Material to process
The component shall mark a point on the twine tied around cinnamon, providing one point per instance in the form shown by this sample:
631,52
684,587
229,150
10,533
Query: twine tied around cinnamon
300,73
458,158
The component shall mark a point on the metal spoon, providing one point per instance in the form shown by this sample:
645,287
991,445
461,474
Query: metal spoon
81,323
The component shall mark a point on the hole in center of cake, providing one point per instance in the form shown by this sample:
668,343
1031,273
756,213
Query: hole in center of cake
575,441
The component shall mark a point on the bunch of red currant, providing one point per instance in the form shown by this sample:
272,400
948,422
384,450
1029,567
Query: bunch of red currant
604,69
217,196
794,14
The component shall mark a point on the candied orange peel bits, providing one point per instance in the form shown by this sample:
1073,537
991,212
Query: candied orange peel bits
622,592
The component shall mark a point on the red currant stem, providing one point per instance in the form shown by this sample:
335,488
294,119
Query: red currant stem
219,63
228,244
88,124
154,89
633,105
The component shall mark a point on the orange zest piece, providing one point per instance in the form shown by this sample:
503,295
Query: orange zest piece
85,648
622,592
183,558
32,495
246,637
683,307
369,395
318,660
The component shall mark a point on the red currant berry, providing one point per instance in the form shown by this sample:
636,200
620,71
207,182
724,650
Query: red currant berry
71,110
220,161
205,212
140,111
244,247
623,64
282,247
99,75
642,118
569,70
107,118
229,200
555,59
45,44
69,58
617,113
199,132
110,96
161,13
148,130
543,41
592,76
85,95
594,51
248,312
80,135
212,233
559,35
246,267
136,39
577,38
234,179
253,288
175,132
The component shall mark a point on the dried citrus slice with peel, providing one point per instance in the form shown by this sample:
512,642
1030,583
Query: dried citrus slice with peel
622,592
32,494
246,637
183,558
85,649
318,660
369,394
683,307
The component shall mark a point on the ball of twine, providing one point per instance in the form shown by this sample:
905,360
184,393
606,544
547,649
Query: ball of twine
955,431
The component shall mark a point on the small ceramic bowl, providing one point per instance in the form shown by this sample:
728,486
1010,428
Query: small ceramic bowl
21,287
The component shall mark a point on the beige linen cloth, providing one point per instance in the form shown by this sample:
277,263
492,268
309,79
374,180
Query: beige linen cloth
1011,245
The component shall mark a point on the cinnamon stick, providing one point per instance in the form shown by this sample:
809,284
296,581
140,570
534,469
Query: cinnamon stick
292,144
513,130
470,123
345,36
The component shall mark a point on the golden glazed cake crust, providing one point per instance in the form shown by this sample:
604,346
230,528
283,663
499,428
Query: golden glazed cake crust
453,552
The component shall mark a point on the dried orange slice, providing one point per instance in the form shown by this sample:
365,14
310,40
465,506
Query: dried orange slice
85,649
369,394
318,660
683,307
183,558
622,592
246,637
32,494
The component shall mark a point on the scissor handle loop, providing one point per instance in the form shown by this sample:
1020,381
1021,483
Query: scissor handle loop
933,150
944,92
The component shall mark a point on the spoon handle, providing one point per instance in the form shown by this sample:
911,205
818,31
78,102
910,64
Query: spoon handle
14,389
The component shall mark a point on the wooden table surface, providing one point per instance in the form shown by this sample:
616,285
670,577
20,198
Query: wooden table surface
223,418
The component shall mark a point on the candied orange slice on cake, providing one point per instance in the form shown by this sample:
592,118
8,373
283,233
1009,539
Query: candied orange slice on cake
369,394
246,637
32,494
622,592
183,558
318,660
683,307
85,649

What to work on
Every line of the data should be copied exactly.

Output below
The component shall mark a point on the twine tied around cinnamon, providing one point per instance in the form shown by this sample:
631,52
684,587
229,150
10,533
Query: twine tied around cinnamon
300,73
458,158
The component shall mark a point on the metal spoon, providing one point per instance in the form shown by this sample:
645,287
991,445
461,474
Query: metal spoon
81,323
The component shall mark a point on the hole in center of cake, providing one point per instance in the form shown by this sample:
668,343
1031,273
756,213
Query: hole in center of cake
575,441
The component shall mark a point on the bunch of red currant, providing one point per instance in the form shown by this sample:
272,400
948,422
384,450
1029,567
Query: bunch of red currant
604,69
217,196
794,14
The component shall mark a point on the candied orange peel bits, providing one point per instance in the form shown by this sample:
1073,537
991,212
Query: candied orange peel bits
622,592
The component shall mark a point on the red currant stem, providing one point per instance in the form shown by this sample:
335,488
294,119
Query: red currant stem
219,63
228,244
88,124
154,89
633,105
The component shall mark a point on the orange zest piece, providing one point per instance in the form shown by this sample:
503,295
Query: orange zest piece
85,648
622,592
183,558
32,495
246,637
683,307
369,395
318,660
The component shall mark a point on the red currant berry, providing one point per instance in the form shown by this sample:
636,200
620,71
207,182
724,650
Query: red currant berry
71,110
220,161
205,212
140,111
244,247
623,64
282,247
99,75
642,118
569,70
107,118
229,200
555,59
45,44
69,58
617,113
199,132
110,96
161,13
148,130
543,41
592,76
85,95
594,51
248,312
80,135
212,233
559,35
246,267
136,39
577,38
234,179
253,288
175,132
The component shall mark a point on the dried citrus slice with peel, providing one point per instance in the form shown by this sample:
512,642
1030,583
Query: dried citrus slice with peel
622,592
32,494
246,637
183,558
85,649
318,660
369,394
683,307
The component shall mark a point on the ball of twine, providing one point per instance in the form shown by this sample:
905,360
184,393
606,544
547,649
Query: ball of twine
955,431
The component shall mark a point on the small ceramic bowl, providing one point per instance in the form shown by this sample:
728,486
1010,428
Query: small ceramic bowl
21,287
The component shall mark a point on the beige linen cloth, providing one point per instance in the form shown by this sample:
277,263
492,268
309,79
374,180
Query: beige linen cloth
1011,245
The component shall mark a point on the cinnamon stick, providing one point per instance in the form shown by this sample:
809,284
296,581
140,570
534,469
Query: cinnamon stick
292,144
513,130
470,123
345,36
The component shall mark a point on the golden glazed cake crust, providing one point per instance in the form shown by this sample:
604,346
230,528
283,663
499,428
Query: golden glazed cake crust
453,552
The component shall mark a point on the dried orange slice, providing one point per instance in the form shown by this sample:
365,14
310,40
465,506
Query: dried orange slice
85,649
369,394
318,660
683,307
183,558
622,592
246,637
32,494
The component shall mark a point on the scissor handle loop, providing one point per instance in the form shown by this sample:
1020,381
1021,483
Query: scissor handle loop
933,150
944,92
The component shall mark a point on the spoon handle, providing one point per instance in the form shown by this sample:
911,205
818,31
78,102
910,64
Query: spoon handle
14,389
The component shall mark a point on the wooden table surface, providing one point per instance in the form shown by this sample:
616,285
670,577
20,198
Query: wooden table surface
223,418
The component shall mark a point on the candied orange slice on cake, providing one point per instance in the form shown by this sample:
592,118
8,373
283,233
1009,539
Query: candied orange slice on cake
369,394
246,637
32,494
622,592
183,558
318,660
683,307
85,649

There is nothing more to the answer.